STATED PROBLEM A:
According to the forum post, about how many mule deer were feeding on the open sidehill?
STATED PROBLEM B:
Do these statements agree with the forum post? Answer yes or no for each, quoting the words that decide it.
(i) The hunt took place on the final day of the season.
(ii) The narrator planned to carry the .300 Magnum himself.
(iii) The deer had not noticed the two hunters.
STATED PROBLEM C:
Reproduce the passage of the forum post starting with "I have just" and going on through "600 yard shot...".

DOCUMENT TEXT:
# The recount of a famous handgun shot....



## JWarren (Mar 25, 2011)

I have just read this for the umpteenth time and I am still amazed by this story as told by Elmer Kieth himself, recounting his famous 600 yard shot...



Paul Kriley and I hunted up Clear Creek on the right side where it is partly open bunch grass meadows and partly patches of timber. We hunted all day, and although we saw several does at 80-90 yards, one at 60, that I could have killed. We passed them up, as I wanted a buck. Toward evening we topped out on a ridge. There was a swale between us and another small ridge on the side of the mountain slope about 300-400 yards away. Beyond that, out on the open sidehill, no doubt on account of the cougar, were about 20 mule deer, feeding. Two big bucks were in the band, and some lesser ones, the rest were does and long fawns. As it was getting late and the last day of the season, I wanted one of those bucks for meat. Being a half-mile away, I told Paul, “Take the .300 Magnum and duck back through this swale to that next ridge and that should put you within about 500 yards of them. I’ll stay here (the deer had seen us), let them watch me for a decoy.” Paul said, “You take the rifle.”

RECORDS PROVIDED:
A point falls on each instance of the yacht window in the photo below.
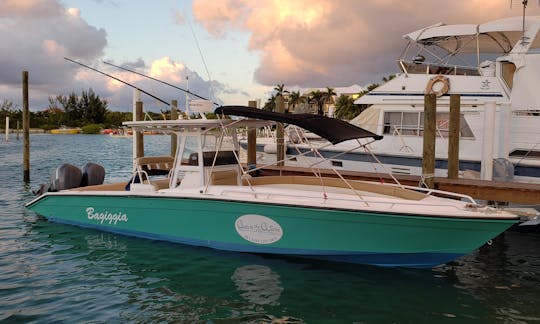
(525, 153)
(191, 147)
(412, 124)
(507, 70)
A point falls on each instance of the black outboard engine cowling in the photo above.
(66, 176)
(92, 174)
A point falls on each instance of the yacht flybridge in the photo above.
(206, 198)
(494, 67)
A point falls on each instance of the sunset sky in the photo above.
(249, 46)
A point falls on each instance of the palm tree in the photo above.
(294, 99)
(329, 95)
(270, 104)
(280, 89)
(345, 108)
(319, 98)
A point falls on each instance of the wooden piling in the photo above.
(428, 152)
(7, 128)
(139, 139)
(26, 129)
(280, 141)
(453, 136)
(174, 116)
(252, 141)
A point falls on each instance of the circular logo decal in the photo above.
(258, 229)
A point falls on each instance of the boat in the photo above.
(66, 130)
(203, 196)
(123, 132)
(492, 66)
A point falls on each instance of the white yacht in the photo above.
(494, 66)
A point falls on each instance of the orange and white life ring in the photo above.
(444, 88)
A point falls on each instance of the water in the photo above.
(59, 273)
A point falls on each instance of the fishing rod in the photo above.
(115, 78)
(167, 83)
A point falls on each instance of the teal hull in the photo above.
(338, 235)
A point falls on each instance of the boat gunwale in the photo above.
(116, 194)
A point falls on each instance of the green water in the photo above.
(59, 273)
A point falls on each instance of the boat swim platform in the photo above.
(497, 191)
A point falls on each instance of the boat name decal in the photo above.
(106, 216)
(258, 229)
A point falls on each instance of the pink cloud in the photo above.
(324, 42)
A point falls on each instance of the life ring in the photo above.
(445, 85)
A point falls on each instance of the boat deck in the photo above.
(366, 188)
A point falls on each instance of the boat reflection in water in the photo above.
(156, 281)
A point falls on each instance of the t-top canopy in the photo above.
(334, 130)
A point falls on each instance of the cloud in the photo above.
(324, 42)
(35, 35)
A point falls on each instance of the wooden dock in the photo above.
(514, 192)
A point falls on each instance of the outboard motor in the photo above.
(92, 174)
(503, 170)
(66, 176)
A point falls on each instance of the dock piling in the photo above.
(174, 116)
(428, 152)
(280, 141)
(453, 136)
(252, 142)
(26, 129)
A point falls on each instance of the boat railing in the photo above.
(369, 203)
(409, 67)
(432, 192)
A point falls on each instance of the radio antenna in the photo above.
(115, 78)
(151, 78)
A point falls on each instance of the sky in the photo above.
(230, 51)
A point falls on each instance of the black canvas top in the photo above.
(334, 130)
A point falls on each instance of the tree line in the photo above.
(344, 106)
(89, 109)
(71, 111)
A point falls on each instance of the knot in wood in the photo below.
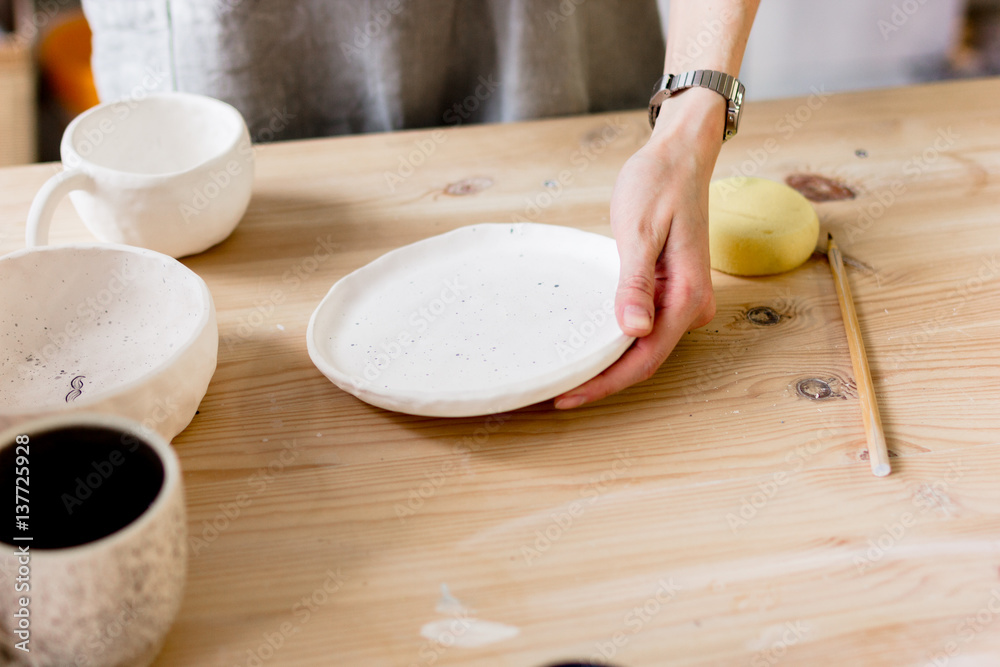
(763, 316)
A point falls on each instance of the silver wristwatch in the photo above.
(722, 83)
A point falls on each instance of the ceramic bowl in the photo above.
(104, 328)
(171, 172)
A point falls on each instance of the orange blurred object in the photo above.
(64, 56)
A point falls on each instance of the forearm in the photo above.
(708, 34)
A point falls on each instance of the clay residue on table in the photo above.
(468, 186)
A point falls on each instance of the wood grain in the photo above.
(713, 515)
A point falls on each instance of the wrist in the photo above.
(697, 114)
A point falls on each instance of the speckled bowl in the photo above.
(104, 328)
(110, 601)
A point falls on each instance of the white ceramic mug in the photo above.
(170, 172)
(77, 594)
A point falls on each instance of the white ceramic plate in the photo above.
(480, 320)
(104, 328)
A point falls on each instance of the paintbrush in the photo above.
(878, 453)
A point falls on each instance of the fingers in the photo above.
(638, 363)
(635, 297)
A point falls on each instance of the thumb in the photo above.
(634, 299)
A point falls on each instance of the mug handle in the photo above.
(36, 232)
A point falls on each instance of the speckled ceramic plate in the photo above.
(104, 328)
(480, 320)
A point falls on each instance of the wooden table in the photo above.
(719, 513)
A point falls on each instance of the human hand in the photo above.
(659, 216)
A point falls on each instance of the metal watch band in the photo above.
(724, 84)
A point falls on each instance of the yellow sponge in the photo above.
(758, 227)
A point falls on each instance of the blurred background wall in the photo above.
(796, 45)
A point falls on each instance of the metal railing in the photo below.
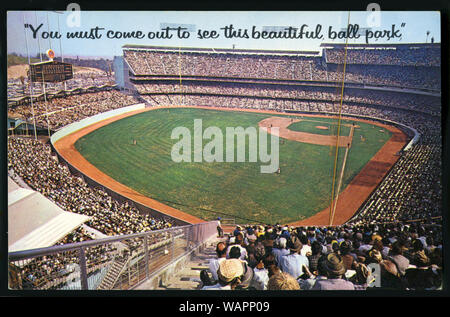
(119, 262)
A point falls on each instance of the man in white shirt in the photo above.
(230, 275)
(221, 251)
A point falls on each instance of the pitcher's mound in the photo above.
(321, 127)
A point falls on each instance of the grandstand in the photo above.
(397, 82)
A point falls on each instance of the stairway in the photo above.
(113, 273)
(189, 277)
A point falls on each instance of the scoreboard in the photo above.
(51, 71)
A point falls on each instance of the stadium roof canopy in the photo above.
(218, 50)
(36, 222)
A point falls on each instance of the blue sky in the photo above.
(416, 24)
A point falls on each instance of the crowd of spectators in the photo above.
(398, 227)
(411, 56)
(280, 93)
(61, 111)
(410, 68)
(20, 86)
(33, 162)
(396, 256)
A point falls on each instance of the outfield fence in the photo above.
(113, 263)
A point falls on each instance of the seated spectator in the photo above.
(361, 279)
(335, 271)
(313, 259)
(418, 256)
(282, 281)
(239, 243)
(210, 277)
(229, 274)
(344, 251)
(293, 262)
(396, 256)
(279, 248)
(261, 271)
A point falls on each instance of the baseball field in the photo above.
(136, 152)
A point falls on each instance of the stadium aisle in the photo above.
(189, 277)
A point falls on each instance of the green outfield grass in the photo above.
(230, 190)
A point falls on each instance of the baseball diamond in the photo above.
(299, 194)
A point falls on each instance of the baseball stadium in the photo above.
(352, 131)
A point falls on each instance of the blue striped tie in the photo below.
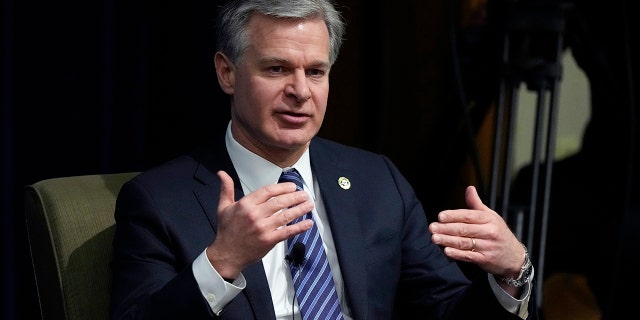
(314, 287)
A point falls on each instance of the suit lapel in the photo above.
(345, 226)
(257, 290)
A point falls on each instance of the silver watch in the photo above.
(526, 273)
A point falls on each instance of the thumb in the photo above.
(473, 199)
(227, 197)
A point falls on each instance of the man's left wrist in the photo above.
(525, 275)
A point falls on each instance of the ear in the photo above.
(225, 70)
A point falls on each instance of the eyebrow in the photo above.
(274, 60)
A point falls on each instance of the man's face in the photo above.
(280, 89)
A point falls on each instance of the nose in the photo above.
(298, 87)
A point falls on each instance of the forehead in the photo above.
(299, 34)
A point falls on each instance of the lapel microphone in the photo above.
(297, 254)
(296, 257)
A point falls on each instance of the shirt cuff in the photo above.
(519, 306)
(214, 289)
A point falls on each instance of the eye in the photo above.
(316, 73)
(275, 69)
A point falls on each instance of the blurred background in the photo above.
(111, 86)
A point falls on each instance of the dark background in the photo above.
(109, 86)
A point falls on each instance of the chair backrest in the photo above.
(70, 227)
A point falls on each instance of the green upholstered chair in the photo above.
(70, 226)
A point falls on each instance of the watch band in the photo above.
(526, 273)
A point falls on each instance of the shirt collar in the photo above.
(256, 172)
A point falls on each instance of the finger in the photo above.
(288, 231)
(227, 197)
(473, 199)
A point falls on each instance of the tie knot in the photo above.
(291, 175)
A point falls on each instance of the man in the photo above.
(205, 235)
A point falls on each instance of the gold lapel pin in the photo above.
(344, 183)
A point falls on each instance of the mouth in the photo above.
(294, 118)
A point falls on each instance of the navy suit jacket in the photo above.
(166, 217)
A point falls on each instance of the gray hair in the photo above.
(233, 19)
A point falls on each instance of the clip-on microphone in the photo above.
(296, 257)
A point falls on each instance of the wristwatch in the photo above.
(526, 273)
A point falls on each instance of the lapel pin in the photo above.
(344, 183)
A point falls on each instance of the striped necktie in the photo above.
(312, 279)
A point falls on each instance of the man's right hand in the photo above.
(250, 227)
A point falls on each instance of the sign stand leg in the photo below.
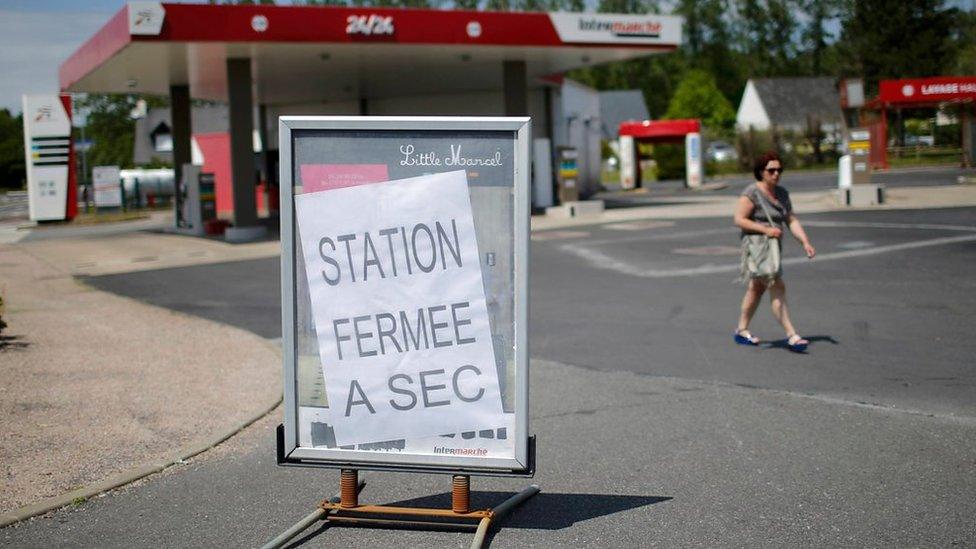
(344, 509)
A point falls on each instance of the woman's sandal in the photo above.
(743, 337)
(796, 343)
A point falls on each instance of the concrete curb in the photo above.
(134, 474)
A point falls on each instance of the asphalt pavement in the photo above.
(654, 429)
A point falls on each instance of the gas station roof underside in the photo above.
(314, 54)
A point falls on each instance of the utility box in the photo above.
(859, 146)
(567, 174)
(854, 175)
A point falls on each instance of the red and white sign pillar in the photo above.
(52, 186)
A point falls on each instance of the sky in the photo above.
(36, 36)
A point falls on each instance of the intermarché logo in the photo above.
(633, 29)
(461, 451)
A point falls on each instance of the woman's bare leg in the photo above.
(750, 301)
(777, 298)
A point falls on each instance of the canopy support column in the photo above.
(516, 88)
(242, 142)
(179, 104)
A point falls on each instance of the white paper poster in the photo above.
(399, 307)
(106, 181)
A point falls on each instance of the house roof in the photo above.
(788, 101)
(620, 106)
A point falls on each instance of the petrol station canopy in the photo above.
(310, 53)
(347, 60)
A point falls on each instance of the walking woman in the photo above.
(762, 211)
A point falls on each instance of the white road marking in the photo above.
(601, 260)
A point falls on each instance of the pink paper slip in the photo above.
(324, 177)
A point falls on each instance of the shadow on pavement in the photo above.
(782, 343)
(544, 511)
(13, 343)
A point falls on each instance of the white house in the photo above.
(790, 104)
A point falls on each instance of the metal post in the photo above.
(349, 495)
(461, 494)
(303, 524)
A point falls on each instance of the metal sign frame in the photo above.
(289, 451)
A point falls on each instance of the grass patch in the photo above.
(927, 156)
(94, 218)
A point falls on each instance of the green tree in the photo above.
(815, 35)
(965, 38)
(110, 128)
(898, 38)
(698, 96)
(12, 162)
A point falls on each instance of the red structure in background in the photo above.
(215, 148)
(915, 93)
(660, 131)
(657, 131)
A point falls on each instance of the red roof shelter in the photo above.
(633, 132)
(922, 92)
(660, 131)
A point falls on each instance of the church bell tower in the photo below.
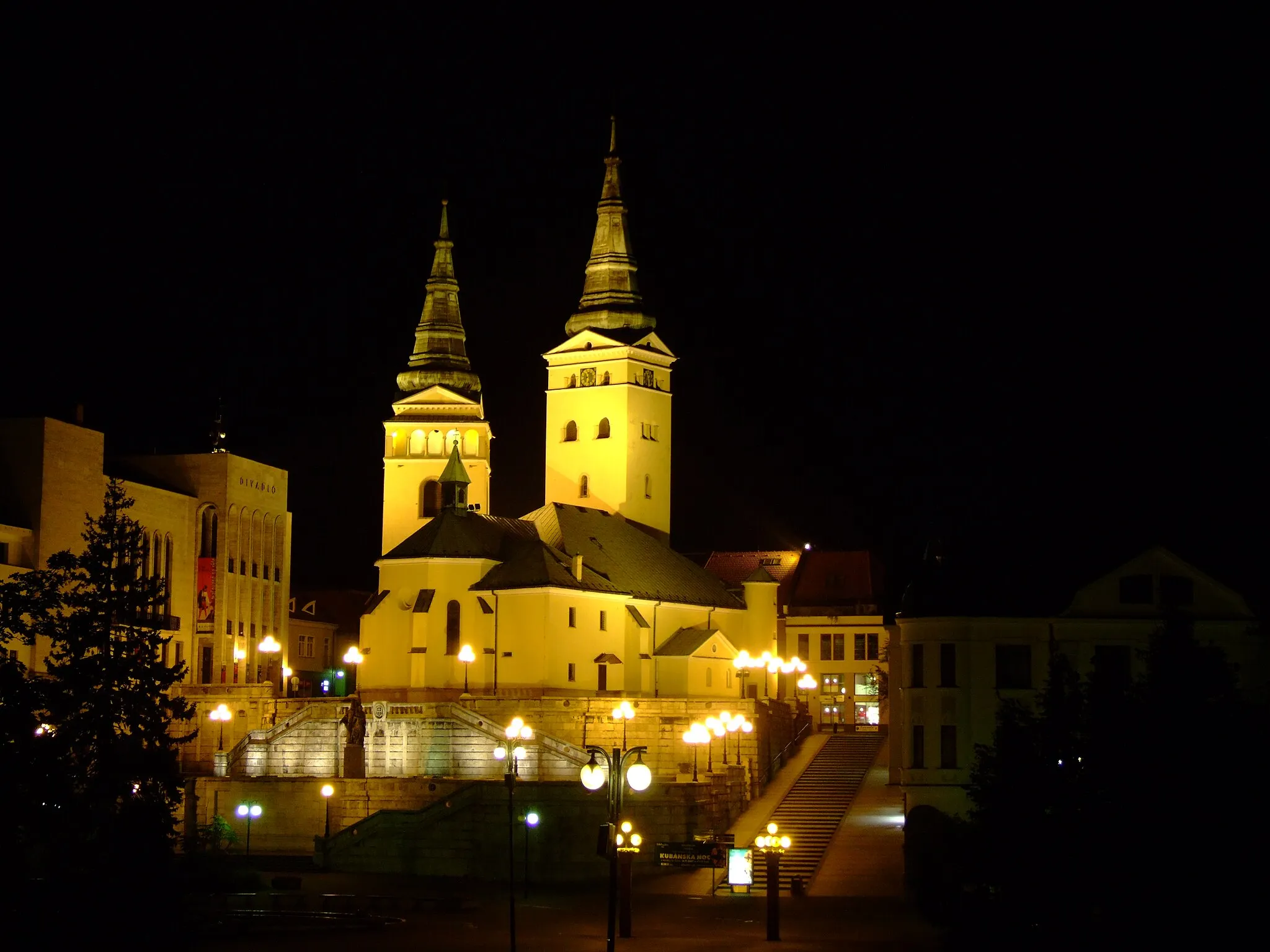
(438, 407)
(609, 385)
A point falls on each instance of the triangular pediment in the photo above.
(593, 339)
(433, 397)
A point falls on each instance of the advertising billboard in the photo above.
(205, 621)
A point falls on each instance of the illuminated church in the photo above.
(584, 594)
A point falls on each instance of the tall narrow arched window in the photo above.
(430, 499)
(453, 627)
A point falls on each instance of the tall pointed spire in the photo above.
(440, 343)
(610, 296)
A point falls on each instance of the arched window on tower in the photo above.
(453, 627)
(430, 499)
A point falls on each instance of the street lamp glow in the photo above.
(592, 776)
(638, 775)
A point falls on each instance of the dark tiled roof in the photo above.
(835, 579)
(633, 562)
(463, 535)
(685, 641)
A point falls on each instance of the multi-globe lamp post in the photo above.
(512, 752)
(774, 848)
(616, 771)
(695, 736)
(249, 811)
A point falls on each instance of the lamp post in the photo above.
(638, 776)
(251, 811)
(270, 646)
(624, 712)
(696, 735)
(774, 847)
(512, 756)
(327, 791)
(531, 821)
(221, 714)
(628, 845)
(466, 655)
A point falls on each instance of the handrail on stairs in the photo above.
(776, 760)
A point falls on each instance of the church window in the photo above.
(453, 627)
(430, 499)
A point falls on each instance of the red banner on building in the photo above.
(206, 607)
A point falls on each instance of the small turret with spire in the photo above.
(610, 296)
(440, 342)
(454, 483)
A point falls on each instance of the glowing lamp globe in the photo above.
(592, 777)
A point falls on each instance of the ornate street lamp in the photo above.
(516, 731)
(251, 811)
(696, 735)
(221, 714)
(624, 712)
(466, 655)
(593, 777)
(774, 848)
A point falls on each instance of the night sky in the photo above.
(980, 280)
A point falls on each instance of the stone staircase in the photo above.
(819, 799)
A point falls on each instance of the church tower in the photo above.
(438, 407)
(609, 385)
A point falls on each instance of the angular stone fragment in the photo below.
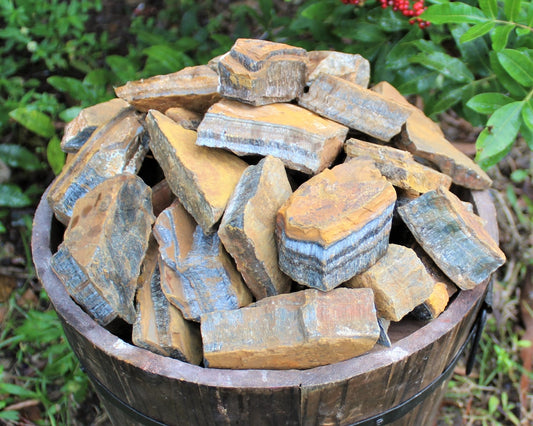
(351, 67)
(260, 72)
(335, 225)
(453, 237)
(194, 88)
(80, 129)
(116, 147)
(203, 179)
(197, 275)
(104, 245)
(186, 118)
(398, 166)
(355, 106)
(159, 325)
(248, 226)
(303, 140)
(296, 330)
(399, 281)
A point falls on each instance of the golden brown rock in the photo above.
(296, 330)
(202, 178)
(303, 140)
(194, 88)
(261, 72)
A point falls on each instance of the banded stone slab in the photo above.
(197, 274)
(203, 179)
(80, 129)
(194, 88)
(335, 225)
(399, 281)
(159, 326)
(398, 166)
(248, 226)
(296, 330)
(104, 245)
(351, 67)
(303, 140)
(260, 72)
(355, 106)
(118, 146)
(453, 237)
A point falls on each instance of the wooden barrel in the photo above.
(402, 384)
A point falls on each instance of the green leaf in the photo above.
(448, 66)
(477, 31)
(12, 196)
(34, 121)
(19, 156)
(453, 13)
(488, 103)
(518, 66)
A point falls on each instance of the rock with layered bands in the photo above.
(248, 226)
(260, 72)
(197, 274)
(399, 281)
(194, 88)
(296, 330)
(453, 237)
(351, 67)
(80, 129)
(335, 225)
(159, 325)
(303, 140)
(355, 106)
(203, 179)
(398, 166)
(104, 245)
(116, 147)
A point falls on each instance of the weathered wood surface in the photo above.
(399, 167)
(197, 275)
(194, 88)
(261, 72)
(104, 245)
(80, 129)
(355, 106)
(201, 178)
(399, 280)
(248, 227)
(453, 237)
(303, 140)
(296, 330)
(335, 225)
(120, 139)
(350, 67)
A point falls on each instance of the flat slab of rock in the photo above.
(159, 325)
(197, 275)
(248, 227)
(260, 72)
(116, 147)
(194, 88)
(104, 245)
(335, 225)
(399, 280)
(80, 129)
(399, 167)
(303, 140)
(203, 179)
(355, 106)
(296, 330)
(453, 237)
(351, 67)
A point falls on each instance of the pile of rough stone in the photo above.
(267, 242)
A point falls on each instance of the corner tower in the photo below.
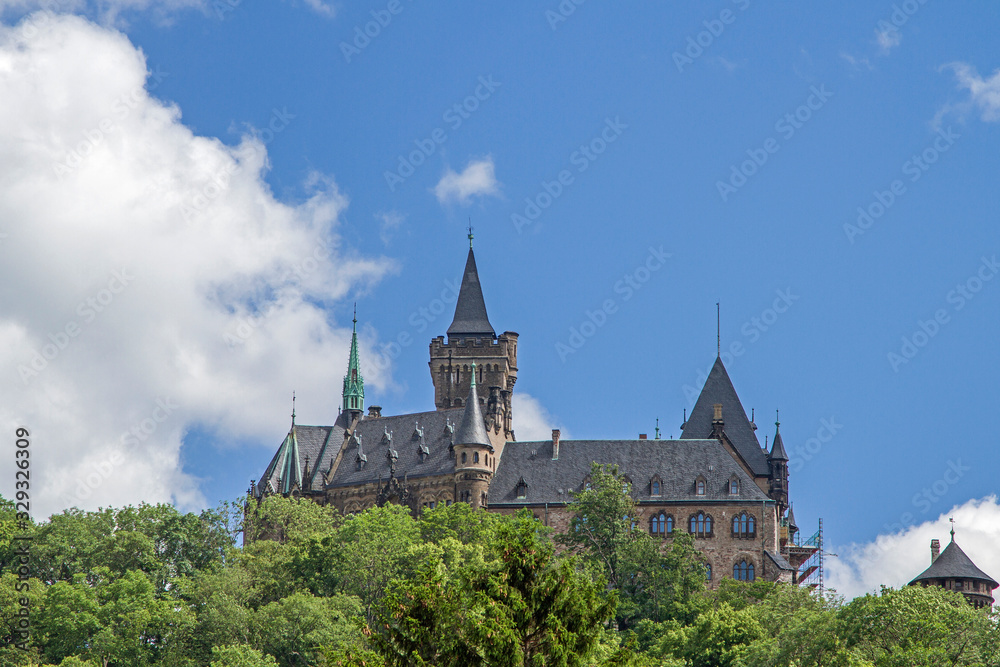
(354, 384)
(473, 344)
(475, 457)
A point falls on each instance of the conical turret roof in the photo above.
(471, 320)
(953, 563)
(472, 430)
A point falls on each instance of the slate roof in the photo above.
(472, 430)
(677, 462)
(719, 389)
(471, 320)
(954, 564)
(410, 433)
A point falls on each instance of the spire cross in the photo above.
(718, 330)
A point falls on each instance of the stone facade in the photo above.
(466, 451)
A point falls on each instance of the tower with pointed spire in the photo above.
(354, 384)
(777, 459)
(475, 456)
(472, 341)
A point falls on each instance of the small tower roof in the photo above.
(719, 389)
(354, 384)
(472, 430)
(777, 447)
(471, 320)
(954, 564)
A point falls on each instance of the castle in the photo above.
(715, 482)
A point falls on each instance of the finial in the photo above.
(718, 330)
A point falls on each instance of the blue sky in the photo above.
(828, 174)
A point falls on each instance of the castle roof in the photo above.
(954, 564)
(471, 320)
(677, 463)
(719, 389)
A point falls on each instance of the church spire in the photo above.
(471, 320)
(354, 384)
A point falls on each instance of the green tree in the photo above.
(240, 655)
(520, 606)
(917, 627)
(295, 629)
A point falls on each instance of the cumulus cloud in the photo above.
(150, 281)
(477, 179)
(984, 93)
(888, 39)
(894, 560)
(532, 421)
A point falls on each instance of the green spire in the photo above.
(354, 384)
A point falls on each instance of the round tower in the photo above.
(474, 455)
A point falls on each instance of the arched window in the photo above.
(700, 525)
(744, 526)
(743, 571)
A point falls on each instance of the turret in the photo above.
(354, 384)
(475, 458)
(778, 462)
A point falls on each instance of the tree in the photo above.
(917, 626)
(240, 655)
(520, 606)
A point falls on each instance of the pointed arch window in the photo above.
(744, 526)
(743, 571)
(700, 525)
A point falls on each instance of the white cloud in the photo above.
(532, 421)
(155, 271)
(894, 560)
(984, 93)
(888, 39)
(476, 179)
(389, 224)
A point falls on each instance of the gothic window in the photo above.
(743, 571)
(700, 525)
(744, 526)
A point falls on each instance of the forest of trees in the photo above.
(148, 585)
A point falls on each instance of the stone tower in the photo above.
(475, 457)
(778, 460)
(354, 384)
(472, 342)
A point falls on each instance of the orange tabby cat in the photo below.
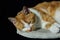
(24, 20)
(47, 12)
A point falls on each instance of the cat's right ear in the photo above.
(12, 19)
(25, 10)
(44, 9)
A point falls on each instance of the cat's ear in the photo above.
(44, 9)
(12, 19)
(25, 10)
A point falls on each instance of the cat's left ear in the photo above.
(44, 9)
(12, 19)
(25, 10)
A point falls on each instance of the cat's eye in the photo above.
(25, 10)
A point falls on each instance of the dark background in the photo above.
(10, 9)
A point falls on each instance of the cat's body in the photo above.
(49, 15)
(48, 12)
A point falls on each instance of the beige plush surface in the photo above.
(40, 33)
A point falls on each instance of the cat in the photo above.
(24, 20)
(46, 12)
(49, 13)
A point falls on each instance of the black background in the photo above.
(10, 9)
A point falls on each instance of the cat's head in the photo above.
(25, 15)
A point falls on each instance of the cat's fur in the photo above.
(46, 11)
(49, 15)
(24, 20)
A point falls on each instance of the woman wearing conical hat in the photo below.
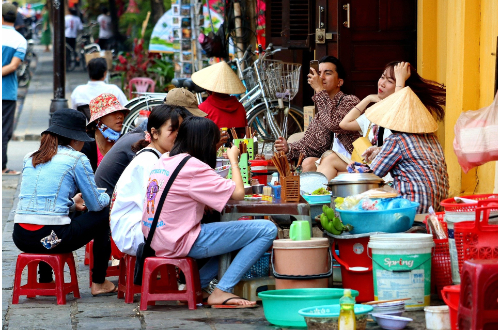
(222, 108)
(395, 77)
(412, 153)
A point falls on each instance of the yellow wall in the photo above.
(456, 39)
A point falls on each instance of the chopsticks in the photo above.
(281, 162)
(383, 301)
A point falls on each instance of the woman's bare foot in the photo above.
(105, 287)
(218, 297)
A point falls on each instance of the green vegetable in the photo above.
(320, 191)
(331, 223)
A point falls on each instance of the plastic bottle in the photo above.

TASK RESPONSE A:
About 20.

TASK RESPONSE B:
(i) Yes: "the last day of the season"
(ii) No: "Take the .300 Magnum and duck back through this swale to that next ridge"
(iii) No: "(the deer had seen us)"

TASK RESPONSE C:
I have just read this for the umpteenth time and I am still amazed by this story as told by Elmer Kieth himself, recounting his famous 600 yard shot...